**Set tasks**
1. Rewrite the excess profits tax excerpt from "The petitioner's excess" to "here in controversy.", changing "carry-back credit" to "carryback credit" wherever it appears.
2. Reproduce the entire labeled-object pointing listing below without any alteration.

### Excerpt ###

In 1935 petitioner retired all of its funded debt. All interest payments subsequent to 1935 were on amounts borrowed for carrying on the business. The reduction in interest expense after 1939 was due entirely to increases in working capital resulting from accumulated earnings left in the business. The reduction in interest expense was not the result of any decrease or change in any other expense classification. The decrease in interest expense was not a consequence of a change at any time in the type, manner of operation, size or condition of the business engaged in by the taxpayer.

Petitioner's expense for ‘dues and subscriptions‘ for the years 1932 to 1943, inclusive, was as follows:

+---------------+ ¦1932¦$1,452.80 ¦ +----+----------¦ ¦1933¦1,187.33 ¦ +----+----------¦ ¦1934¦940.03 ¦ +----+----------¦ ¦1935¦1,149.63 ¦ +----+----------¦ ¦1936¦819.16 ¦ +----+----------¦ ¦1937¦1,404.42 ¦ +----+----------¦ ¦1938¦1,627.33 ¦ +----+----------¦ ¦1939¦1,772.85 ¦ +----+----------¦ ¦1940¦816.13 ¦ +----+----------¦ ¦1941¦1,091.58 ¦ +----+----------¦ ¦1942¦862.76 ¦ +----+----------¦ ¦1943¦893.23 ¦ +---------------+

Approximately 90 per cent of petitioner's dues and subscriptions represented dues to the National Oak Flooring Manufacturers Association, computed on a variable rate per thousand of flooring shipments. Production and shipments were lower in the base period years than in the subsequent years. The National Oak Flooring Manufacturers Association is a service fund and not an advertising fund. The reduction in dues and subscription expense was due to a rate reduction; it was not a consequence of an increase in petitioner's gross income in the base period or a decrease in amount of some other deduction in its base period. The decrease in dues and subscription expense was not the result of any change in the type of business, manner of operation, size, or condition of the business. The abnormalities, under section 711(b)(1)(J)(ii), as limited by (K)(iii), in dues and subscription expense, are as follows:

+-----------------------------------------+ ¦Base year¦1940 ¦1941 ¦1942 ¦1943 ¦ +---------+-------+-------+-------+-------¦ ¦1936 ¦None ¦None ¦None ¦None ¦ +---------+-------+-------+-------+-------¦ ¦1937 ¦$124.37¦$124.37¦$124.37¦$124.37¦ +---------+-------+-------+-------+-------¦ ¦1938 ¦279.44 ¦279.44 ¦279.44 ¦279.44 ¦ +---------+-------+-------+-------+-------¦ ¦1939 ¦210.17 ¦210.17 ¦210.17 ¦210.17 ¦ +-----------------------------------------+

The petitioner's excess profits tax credit for 1943 was in excess of its taxable income. The amount of the carry-back credit from 1943 to 1941, as a result of that excess, is stipulated to be at least $15,748.79, plus whatever increase in the amount of the carry-back credit that may result from the determination of the issues here in controversy.

### Material supplied ###

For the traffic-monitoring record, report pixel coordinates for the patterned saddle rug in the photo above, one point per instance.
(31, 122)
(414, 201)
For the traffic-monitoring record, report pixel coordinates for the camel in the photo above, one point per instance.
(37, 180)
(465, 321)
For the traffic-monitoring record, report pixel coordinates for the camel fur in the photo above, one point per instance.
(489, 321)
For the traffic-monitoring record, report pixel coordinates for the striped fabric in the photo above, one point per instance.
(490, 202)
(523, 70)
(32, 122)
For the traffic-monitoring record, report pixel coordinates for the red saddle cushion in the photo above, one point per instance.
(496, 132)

###

**Results for the exercise**
1.
The petitioner's excess profits tax credit for 1943 was in excess of its taxable income. The amount of the carryback credit from 1943 to 1941, as a result of that excess, is stipulated to be at least $15,748.79, plus whatever increase in the amount of the carryback credit that may result from the determination of the issues here in controversy.

2.
For the traffic-monitoring record, report pixel coordinates for the patterned saddle rug in the photo above, one point per instance.
(31, 122)
(414, 201)
For the traffic-monitoring record, report pixel coordinates for the camel in the photo above, one point per instance.
(37, 180)
(465, 321)
For the traffic-monitoring record, report pixel coordinates for the camel fur in the photo above, one point per instance.
(489, 321)
For the traffic-monitoring record, report pixel coordinates for the striped fabric in the photo above, one point per instance.
(490, 202)
(523, 70)
(32, 122)
For the traffic-monitoring record, report pixel coordinates for the red saddle cushion in the photo above, one point per instance.
(496, 132)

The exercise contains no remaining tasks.